____ DOCUMENT SECTION

Toolkit 2 Multiple Regression Flashcards
What does each X variable do
It is the independent variable that we hypothesise and contributes to explaining the variation in Y
What is y hat the best estimate of?
Is the best estimate of the true values of the dependant y variable
Ideally, should the contributions of the x variables be independent fro, each other or not?
Yes they should be independent so that their effects are simply additive
Is there an upper limit on the number of x variables?
No. However it is recommended to keep the number within reasonable bounds
What does the regression equation actually describe ?
A multi dimensional hyper plane
B0 is the intercept but what does it intercept?
It intercepts the Y axis
What do the other coefficients describe?
They describe the partial slopes of the plane in each of the respective x dimensions
What does the e at the end of the equation term do?
Is the error term used to capture random errors in the observed Y values
Does correlation imply causality?

________
____ GIVEN INFORMATION

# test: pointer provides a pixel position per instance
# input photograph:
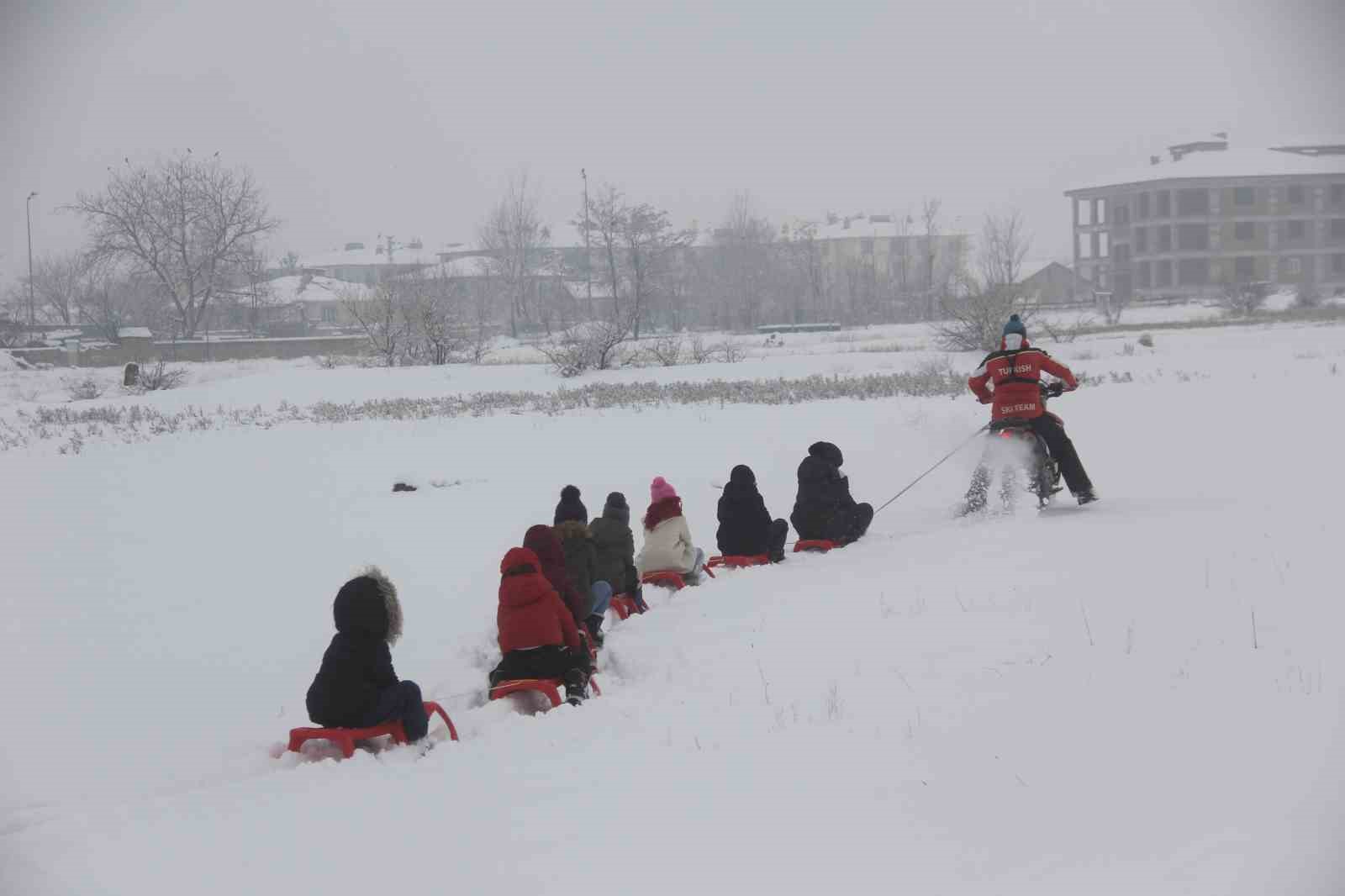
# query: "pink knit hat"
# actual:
(661, 490)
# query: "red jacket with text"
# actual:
(530, 613)
(1015, 374)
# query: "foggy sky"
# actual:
(408, 119)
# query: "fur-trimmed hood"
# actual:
(367, 606)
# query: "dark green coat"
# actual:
(615, 546)
(580, 556)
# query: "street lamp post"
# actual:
(27, 208)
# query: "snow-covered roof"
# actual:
(369, 255)
(287, 291)
(876, 226)
(1226, 163)
(1035, 266)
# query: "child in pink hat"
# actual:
(667, 540)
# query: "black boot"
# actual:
(576, 688)
(595, 626)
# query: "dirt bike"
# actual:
(1032, 458)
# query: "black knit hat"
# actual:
(571, 506)
(616, 508)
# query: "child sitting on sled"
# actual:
(537, 631)
(356, 685)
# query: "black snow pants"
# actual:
(403, 703)
(1058, 443)
(778, 535)
(546, 662)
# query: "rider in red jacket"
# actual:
(1015, 374)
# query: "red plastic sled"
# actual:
(346, 737)
(625, 607)
(665, 580)
(549, 688)
(736, 561)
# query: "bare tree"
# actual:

________

▶ _SHORT PROBLEM_:
From the multiple regression flashcards, extract the part that opens with the words containing "It intercepts the" and closes with "equation term do?". The listing was taken from a source other than the multiple regression flashcards.

▶ _COMPLETE ANSWER_:
It intercepts the Y axis
What do the other coefficients describe?
They describe the partial slopes of the plane in each of the respective x dimensions
What does the e at the end of the equation term do?